WHAT TO PRODUCE:
From the line that contains "Each box is" to the final line of the entries, return every line exactly and leave out all others.

DATA SHOWN:
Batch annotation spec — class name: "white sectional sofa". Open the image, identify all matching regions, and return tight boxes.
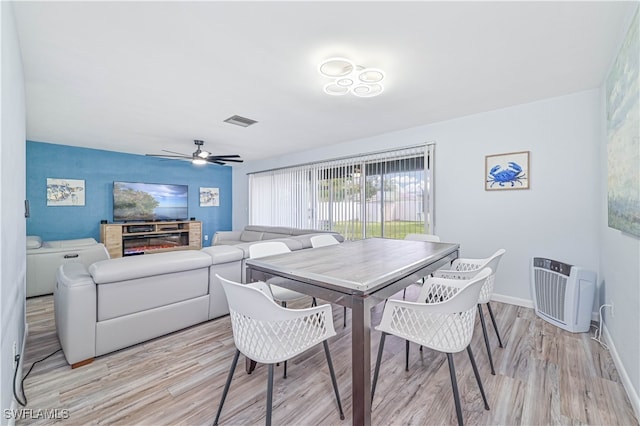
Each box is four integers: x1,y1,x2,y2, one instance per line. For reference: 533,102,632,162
26,236,110,297
54,231,341,368
213,225,343,246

ANSWER BELOW:
Each box is four integers: x1,y1,x2,y2, one instance per line. For reference: 533,102,632,162
26,236,110,297
54,231,341,368
213,225,343,246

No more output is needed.